* [Directions for this task] Transcribe the listing verbatim. Do not carry over any pictures.

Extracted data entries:
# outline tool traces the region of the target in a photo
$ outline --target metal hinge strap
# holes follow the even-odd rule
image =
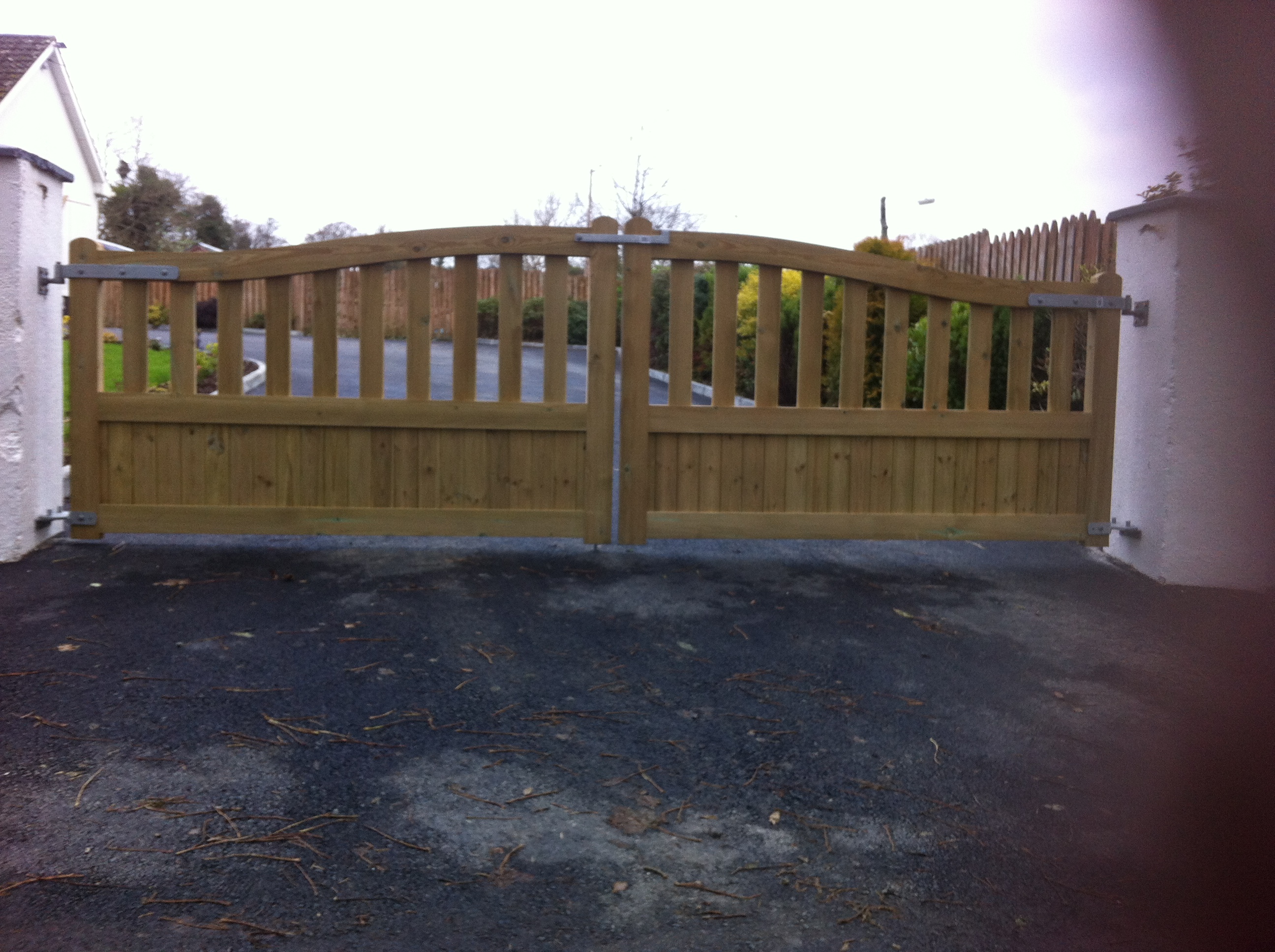
[[[599,234],[597,232],[576,232],[575,240],[581,245],[668,245],[666,228],[659,234]]]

* [The reply]
# outline tool traces the region of the target in a photo
$ outline --target metal hinge strap
# holes follow the even-odd rule
image =
[[[599,234],[597,232],[576,232],[575,240],[581,245],[668,245],[666,228],[659,234]]]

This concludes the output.